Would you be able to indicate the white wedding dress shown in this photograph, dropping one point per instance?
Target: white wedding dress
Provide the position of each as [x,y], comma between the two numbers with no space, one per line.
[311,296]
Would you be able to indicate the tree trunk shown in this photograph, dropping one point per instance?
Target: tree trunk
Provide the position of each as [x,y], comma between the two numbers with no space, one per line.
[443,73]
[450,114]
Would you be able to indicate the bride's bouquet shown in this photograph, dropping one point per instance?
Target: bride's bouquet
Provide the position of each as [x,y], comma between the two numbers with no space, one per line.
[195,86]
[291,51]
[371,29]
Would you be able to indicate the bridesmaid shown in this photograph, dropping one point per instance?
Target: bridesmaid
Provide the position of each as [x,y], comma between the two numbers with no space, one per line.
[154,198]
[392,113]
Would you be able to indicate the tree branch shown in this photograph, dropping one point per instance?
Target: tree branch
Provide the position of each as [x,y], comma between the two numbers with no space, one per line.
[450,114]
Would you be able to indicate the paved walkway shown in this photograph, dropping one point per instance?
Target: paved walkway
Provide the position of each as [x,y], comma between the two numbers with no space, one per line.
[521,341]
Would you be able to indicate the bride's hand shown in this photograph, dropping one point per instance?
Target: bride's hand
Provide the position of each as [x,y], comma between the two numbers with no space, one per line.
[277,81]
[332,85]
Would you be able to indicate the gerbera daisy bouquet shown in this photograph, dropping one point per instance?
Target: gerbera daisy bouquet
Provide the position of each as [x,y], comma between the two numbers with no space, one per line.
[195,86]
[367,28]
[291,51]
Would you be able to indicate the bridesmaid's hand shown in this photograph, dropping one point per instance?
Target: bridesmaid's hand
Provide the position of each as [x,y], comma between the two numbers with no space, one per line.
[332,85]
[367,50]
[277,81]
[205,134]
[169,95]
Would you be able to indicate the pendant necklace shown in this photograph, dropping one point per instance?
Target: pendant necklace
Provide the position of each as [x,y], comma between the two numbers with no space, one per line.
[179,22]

__THE TASK__.
The answer must be every line of the data that holds the word "bridesmaid".

__EXERCISE ANSWER__.
Would you be able to indicate the bridesmaid shown in this photograph, dropping one point per instance?
Target: bridesmaid
Would you be able to indicate the bridesmaid's hand shown in this photograph, dropping one point per instance?
Target: bridesmaid's hand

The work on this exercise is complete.